>> begin Material for this task

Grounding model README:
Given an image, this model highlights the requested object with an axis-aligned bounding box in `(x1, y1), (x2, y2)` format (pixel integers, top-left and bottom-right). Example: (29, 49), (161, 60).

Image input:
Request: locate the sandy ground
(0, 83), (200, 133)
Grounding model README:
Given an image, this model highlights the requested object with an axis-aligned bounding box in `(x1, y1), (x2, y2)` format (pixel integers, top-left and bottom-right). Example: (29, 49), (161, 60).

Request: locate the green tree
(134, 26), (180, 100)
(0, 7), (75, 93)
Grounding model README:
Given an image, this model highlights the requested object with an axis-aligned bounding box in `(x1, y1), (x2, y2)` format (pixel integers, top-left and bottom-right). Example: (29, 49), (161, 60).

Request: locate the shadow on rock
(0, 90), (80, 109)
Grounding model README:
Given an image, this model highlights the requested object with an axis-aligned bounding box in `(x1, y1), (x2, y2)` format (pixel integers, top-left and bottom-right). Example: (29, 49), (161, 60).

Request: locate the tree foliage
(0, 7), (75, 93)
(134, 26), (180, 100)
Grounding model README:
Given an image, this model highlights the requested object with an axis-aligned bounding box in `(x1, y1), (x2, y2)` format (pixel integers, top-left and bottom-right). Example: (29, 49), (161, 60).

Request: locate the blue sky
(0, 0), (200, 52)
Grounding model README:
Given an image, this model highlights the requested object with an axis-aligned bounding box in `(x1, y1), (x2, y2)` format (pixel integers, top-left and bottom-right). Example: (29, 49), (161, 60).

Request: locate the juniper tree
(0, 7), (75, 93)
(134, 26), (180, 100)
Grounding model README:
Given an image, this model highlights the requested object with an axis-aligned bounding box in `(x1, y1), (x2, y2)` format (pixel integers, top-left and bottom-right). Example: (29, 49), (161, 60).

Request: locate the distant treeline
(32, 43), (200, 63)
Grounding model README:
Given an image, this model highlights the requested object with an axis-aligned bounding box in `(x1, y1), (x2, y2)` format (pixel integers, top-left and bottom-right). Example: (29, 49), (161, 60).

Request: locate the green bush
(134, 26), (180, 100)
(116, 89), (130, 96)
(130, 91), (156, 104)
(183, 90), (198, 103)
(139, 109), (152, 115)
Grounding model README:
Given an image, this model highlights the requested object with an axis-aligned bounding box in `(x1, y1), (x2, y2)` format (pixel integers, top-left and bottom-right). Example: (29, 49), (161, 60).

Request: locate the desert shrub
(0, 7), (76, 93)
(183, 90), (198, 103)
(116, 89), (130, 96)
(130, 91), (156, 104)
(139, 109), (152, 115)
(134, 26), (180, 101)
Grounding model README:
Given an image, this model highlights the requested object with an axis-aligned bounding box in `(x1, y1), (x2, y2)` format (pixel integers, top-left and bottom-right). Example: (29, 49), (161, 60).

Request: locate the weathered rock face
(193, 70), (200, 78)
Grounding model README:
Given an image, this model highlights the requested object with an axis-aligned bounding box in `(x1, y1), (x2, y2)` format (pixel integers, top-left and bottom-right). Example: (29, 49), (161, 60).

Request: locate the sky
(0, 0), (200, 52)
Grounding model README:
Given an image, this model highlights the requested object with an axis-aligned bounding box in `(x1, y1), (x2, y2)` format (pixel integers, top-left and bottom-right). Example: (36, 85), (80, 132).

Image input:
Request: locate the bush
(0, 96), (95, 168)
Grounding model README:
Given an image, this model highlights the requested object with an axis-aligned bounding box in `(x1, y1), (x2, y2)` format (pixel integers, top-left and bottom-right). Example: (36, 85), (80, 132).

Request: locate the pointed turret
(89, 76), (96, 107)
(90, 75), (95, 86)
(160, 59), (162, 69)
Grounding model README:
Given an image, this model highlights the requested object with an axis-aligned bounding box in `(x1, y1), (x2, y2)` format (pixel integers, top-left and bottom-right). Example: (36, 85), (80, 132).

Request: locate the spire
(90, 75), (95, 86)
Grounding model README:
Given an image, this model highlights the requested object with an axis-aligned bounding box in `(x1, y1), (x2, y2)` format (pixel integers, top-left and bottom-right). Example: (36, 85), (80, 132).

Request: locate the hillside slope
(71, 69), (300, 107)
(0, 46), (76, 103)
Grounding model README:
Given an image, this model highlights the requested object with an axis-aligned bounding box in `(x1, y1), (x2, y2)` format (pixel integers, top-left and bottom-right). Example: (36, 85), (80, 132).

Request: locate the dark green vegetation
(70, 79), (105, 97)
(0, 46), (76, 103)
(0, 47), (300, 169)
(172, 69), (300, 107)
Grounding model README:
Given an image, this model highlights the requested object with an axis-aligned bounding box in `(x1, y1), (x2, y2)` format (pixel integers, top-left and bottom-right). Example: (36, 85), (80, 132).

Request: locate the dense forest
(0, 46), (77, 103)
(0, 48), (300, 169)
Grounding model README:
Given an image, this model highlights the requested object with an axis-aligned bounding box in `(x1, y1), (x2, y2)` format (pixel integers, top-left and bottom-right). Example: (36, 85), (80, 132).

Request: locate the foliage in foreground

>> end Material for this task

## Short task
Count how many lines of the records contain the string "bush". Reply with the number only.

## Exercise solution
2